With no line left out, restate the data word for word.

■ ■ ■

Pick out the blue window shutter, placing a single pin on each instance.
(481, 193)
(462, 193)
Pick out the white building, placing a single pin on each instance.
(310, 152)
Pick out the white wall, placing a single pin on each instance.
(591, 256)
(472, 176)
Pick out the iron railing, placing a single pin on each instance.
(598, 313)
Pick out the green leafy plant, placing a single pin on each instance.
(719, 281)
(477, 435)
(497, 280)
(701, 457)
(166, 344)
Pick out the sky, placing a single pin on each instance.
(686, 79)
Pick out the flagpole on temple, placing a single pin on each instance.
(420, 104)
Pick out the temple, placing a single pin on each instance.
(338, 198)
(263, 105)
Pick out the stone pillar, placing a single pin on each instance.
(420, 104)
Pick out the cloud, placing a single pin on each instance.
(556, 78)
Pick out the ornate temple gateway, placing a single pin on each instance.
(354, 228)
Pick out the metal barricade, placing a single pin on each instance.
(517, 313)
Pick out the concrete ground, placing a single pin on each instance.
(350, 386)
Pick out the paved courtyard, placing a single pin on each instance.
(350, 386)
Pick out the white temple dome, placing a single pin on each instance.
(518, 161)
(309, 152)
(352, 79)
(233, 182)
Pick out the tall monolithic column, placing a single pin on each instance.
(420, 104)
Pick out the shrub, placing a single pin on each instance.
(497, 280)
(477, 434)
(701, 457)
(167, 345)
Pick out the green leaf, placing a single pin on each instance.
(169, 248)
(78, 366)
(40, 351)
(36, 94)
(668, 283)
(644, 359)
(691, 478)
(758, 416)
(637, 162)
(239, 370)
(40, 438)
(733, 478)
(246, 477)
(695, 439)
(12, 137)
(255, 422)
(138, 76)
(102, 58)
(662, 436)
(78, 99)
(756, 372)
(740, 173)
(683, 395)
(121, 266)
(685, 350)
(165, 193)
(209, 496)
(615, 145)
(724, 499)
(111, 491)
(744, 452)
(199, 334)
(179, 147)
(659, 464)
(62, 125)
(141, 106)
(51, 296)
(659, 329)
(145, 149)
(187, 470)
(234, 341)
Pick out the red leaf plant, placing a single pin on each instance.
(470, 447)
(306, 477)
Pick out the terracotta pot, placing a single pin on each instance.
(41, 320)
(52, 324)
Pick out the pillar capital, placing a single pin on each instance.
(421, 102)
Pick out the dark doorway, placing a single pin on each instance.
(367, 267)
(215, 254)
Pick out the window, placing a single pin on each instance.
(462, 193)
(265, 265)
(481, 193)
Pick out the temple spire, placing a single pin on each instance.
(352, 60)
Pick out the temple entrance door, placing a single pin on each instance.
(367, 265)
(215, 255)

■ ■ ■

**Result for this exercise:**
Pick out the blue window shutter, placing a single pin on each instance.
(481, 193)
(462, 193)
Pick out the white building, placing a single pin on each instance.
(310, 152)
Pick out the white wall, placing a single pin on each instance.
(591, 256)
(472, 176)
Pick out the iron railing, placing a single pin on each instance.
(598, 313)
Pick out the green leafy plant, placing a single pin on each instance.
(719, 281)
(477, 435)
(497, 280)
(701, 457)
(166, 344)
Pick out the sky, placing a single pin on each instance.
(686, 79)
Pick out the flagpole on temple, placing a single pin on each instance.
(420, 104)
Pick out the temple, placing a single pin on each instance.
(338, 198)
(263, 105)
Pick out the stone pillar, placing a single pin on each instance.
(420, 104)
Pick out the cloud, placing a single pin on each instance.
(556, 78)
Pick out the ornate temple gateway, placing a single pin on each instance.
(354, 228)
Pick out the metal barricade, placing a single pin on each instance.
(517, 313)
Pick out the concrete ground, placing a single pin on each instance.
(350, 386)
Pick out the paved courtyard, placing a single pin on each instance.
(350, 386)
Pick out the white temple dome, placing a single pin on each instance.
(518, 161)
(309, 152)
(352, 79)
(233, 182)
Pick out the tall monolithic column, placing a single pin on each instance.
(420, 104)
Pick out the shrub, placing a single pin on each instance.
(497, 280)
(477, 434)
(701, 457)
(167, 345)
Pick out the green leaf, placing a single pin on each instance.
(169, 248)
(78, 366)
(40, 351)
(36, 94)
(668, 283)
(644, 359)
(691, 478)
(758, 416)
(637, 162)
(239, 370)
(40, 438)
(733, 478)
(246, 477)
(695, 439)
(12, 137)
(255, 422)
(138, 76)
(102, 58)
(662, 436)
(78, 99)
(756, 372)
(740, 173)
(683, 395)
(121, 266)
(685, 350)
(165, 193)
(209, 496)
(615, 145)
(724, 499)
(111, 491)
(744, 452)
(199, 334)
(179, 147)
(659, 464)
(62, 125)
(141, 106)
(51, 296)
(659, 329)
(145, 149)
(187, 470)
(234, 341)
Pick out the red leaf plant, placing a single pin on each instance.
(470, 447)
(306, 477)
Pick out the terracotta pot, placing a single pin on each instance.
(41, 320)
(52, 324)
Pick out the pillar capital, placing a single pin on each instance.
(421, 102)
Pick out the dark doorway, placing a single pin on each instance.
(367, 267)
(215, 254)
Pick out the window, placing a single pin on each instance.
(462, 193)
(265, 265)
(481, 193)
Pick out the temple spire, placing a single pin on each instance.
(352, 60)
Pick out the temple entrance door, placing a single pin on each instance.
(367, 265)
(215, 255)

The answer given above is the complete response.